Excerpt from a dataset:
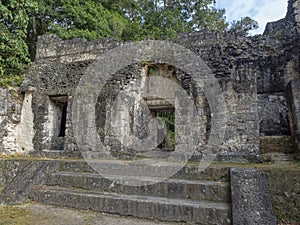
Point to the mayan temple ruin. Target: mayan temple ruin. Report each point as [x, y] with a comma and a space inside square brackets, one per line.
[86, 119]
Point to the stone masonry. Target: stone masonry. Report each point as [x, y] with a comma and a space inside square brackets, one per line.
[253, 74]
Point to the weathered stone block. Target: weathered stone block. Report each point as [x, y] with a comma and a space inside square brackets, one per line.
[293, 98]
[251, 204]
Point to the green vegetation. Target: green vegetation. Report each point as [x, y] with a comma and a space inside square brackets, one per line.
* * *
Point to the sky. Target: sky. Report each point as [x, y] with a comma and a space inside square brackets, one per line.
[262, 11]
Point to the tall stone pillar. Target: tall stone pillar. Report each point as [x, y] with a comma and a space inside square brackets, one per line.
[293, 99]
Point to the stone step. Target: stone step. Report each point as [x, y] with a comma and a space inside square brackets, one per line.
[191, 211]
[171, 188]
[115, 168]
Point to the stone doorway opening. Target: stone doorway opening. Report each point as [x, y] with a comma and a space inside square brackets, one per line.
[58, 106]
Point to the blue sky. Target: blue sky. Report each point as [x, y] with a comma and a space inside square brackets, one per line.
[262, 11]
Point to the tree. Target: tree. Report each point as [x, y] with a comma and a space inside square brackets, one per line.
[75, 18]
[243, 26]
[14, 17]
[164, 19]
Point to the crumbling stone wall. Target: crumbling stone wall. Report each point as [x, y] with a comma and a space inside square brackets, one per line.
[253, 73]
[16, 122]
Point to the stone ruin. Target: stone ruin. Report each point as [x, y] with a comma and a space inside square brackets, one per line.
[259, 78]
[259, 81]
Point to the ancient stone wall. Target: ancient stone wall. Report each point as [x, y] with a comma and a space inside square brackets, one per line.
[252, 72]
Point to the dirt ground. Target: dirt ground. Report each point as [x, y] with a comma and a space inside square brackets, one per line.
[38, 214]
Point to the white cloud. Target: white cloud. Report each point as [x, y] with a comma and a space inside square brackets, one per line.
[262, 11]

## [WORK TO BE COMPLETED]
Count the lines in the items above that contain the string "ruin", and reply with only that number.

## [RESPONSE FOR THIS EXERCISE]
2